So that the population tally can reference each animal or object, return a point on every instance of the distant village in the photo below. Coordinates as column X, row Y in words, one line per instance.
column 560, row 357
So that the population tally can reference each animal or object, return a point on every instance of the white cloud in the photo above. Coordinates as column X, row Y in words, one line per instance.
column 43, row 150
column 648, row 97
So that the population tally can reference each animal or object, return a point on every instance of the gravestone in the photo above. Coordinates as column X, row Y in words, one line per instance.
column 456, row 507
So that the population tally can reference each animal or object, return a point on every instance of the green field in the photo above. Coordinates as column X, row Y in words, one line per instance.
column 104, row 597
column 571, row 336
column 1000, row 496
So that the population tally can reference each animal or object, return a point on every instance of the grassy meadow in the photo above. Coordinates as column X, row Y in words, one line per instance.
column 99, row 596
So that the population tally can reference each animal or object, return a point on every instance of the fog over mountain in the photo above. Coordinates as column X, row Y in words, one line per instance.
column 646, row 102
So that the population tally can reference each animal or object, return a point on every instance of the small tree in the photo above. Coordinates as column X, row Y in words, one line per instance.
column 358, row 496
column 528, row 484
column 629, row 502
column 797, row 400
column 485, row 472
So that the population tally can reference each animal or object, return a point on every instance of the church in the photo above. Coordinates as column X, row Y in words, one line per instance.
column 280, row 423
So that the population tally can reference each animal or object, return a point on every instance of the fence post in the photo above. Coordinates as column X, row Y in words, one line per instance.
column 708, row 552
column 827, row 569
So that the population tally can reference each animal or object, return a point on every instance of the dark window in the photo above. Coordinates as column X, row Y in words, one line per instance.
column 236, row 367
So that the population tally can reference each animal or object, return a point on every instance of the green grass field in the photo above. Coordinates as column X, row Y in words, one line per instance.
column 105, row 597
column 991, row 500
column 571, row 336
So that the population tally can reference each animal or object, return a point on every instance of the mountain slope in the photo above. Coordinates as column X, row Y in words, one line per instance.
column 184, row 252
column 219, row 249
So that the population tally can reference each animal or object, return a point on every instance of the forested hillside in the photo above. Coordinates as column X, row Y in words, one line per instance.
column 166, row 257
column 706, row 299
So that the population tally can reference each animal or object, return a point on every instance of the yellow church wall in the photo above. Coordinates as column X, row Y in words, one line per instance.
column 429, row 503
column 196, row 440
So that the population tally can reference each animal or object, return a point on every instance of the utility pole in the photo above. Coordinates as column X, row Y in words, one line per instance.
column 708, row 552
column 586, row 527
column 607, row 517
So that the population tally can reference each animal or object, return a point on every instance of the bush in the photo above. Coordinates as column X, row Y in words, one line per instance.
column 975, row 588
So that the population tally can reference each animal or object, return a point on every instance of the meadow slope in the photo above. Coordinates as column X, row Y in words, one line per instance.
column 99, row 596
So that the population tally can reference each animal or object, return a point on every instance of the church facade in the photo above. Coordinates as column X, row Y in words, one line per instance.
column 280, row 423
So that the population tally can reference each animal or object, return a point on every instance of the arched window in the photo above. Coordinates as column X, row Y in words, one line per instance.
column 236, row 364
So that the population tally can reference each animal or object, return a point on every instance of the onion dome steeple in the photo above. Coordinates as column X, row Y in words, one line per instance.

- [Exercise objective]: Output the part of the rows above that runs from the first line through the line containing "column 1000, row 496" as a Markdown table with the columns Number and Row Line, one table row per line and blank lines omitted.

- [Task solution]:
| Number | Row Line |
|---|---|
| 1 | So that the population tally can reference each animal or object, return a point on every instance of the distant village in the photo below. Coordinates as column X, row Y in words, one line per instance. |
| 2 | column 560, row 357 |
| 3 | So that the population tally can reference each animal or object, return a point on every instance of the white cloud in the photo above. Coordinates as column X, row Y in words, one line per instance. |
| 4 | column 43, row 150 |
| 5 | column 648, row 97 |
| 6 | So that the population tally can reference each animal or object, return a point on every instance of the gravestone in the photo above. Coordinates as column X, row Y in words, one line per instance. |
| 7 | column 456, row 507 |
| 8 | So that the population tally can reference each animal or object, return a point on every instance of the green field in the photo above. Coordinates as column X, row Y in words, one line per instance. |
| 9 | column 104, row 597 |
| 10 | column 571, row 336 |
| 11 | column 1000, row 496 |